▼▼▼

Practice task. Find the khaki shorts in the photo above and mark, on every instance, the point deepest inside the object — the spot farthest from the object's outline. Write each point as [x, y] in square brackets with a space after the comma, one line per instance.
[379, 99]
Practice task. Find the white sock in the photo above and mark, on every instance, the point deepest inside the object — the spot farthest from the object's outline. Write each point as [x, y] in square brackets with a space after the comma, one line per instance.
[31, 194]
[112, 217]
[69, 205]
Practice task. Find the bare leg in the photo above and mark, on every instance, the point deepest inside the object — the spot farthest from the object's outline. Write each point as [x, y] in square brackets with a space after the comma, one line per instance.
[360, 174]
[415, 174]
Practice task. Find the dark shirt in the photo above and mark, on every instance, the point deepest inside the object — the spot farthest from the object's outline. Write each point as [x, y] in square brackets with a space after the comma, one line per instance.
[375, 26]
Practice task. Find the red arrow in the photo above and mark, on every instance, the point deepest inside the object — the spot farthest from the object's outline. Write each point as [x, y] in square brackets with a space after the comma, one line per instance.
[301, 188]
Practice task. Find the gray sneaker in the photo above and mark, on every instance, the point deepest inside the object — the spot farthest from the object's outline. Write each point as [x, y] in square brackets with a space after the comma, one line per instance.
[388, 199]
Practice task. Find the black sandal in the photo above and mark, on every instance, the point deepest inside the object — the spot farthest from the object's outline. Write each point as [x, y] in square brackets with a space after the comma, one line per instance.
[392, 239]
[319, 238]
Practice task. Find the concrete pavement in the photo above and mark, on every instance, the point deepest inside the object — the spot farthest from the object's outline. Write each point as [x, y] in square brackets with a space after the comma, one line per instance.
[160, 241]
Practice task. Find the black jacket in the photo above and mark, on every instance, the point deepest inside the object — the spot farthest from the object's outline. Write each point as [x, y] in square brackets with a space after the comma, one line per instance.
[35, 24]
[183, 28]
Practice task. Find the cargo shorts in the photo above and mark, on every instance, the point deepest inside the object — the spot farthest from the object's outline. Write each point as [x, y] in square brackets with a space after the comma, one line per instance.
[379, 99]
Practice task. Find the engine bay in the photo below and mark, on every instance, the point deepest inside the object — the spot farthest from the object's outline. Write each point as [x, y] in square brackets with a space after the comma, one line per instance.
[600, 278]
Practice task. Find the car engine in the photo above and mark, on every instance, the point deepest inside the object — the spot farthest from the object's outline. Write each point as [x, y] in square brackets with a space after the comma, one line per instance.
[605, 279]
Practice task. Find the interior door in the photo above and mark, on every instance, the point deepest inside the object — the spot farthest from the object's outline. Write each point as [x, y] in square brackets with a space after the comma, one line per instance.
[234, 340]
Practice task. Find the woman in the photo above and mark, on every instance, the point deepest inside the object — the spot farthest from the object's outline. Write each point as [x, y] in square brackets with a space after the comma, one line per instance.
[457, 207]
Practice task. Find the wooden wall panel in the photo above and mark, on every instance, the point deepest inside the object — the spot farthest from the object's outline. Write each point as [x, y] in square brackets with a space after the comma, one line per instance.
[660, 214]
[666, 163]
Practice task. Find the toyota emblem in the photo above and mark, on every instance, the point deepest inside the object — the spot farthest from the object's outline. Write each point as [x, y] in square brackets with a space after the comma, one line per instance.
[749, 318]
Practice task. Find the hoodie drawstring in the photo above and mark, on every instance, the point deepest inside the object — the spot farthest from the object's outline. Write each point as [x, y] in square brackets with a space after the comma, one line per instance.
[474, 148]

▲▲▲

**Exercise details:**
The answer should be the full set of records, reproduced exactly.

**Response area:**
Practice task. Find the khaki shorts in the photo above and mark, on every instance, the point deepest inside the object — the spot farthest from the object's outline. Write each point as [x, y] in square brackets with a space after the comma, one line per instance.
[379, 99]
Practice task. Find the white sock in the photo above and mark, on every instance, the point deepest inside the object — the spot farthest from the object's outline. Write each point as [x, y] in square brackets with a space after the comma, one line per instance.
[31, 194]
[112, 217]
[69, 205]
Practice task. Find the bare leg in the photo above and mark, on every instance, the point deepest inside the object — the spot farthest from the object's outline. Write each point as [x, y] in square brackets with a space after the comma, one line per instance.
[360, 174]
[415, 174]
Practice task. Find the dark shirt in the photo above and mark, on every instance, the point deepest inside the object — the spot farthest from the object's outline. Write each point as [x, y] in square brackets with a space after the comma, one line per instance.
[375, 26]
Practice task. Find the red arrow in the photo above and mark, on every instance, the point deepest inside the object — the spot farthest from the object's outline. Write each point as [x, y] in square brackets with a space after the comma, one line per instance.
[301, 188]
Practice task. Find the gray sneaker in the photo above and mark, on every instance, the point deepest inside the object — the spot farthest from the object's outline. Write each point as [x, y] in square brackets with a space after the comma, one line per instance.
[388, 199]
Practice task. Find the black sandal in the photo above and mark, on every instance, the point deepest inside the object — the spot farthest from the object's outline. Write each point as [x, y] in square brackets with a space after the comma, one line per instance.
[392, 239]
[319, 238]
Practice task. Find the concrete pavement in the photo above and mark, on every instance, the point deepest inside the object — the spot farthest from the object's outline. Write each point as [x, y] in square brackets with a space after the comma, one line per instance.
[160, 241]
Practice task. Find the black jacket in the photo above and mark, on every instance, the point deepest inside the object — the spot farthest from the object's outline. Write each point as [x, y] in square brackets with a space after the comma, one line per instance.
[35, 24]
[183, 28]
Practice task. Find the cargo shorts in the photo above and mark, on every instance, the point deepest inside the object — the spot farthest from the object's outline. Write each point as [x, y] in square brackets with a space after the comma, one line per instance.
[379, 99]
Practice task. Find the engine bay in the photo below and mark, on every instance, the point deepest inside the object — the spot farthest from the object's outline. Write each point as [x, y] in square brackets with a space after the comma, one line per instance.
[600, 278]
Practice task. Find the car engine in the photo above and mark, on every instance, the point deepest inside the object — the spot farthest from the object's outline. Write each point as [x, y] in square brackets with a space after the comma, one line per instance.
[605, 279]
Practice task. Find the interior door in the photo above and mark, on every instance, the point deepest inside the object — the spot farthest from the object's outline. Write each point as [x, y] in square brackets with a space after the comma, one line per instance.
[234, 340]
Practice task. Find the woman in the photo above and mark, on every instance, the point deepest inside the object — the spot farthest from the object's outline. Write each point as [x, y] in square brackets with a space after the comma, one line per instance.
[457, 207]
Practice task. Find the wooden wall panel in the photo above and mark, on every instance, the point deepest inside the object — the spot farthest from the object's outline. Write each point as [x, y] in square brackets with a space after the comma, one line per instance.
[660, 214]
[666, 163]
Practice task. Find the toyota emblem in the photo above and mark, on every instance, the point deepest inside the object — the spot farthest from the object's outline. Write each point as [x, y] in square brackets with a space after the comma, one line per instance.
[749, 318]
Practice task. Find the hoodie drawstring in the photo above and mark, on every instance, the point deepest inside the object — the spot farthest from the object's outline. Write each point as [x, y] in square brackets with a space after the comma, one line per instance.
[474, 148]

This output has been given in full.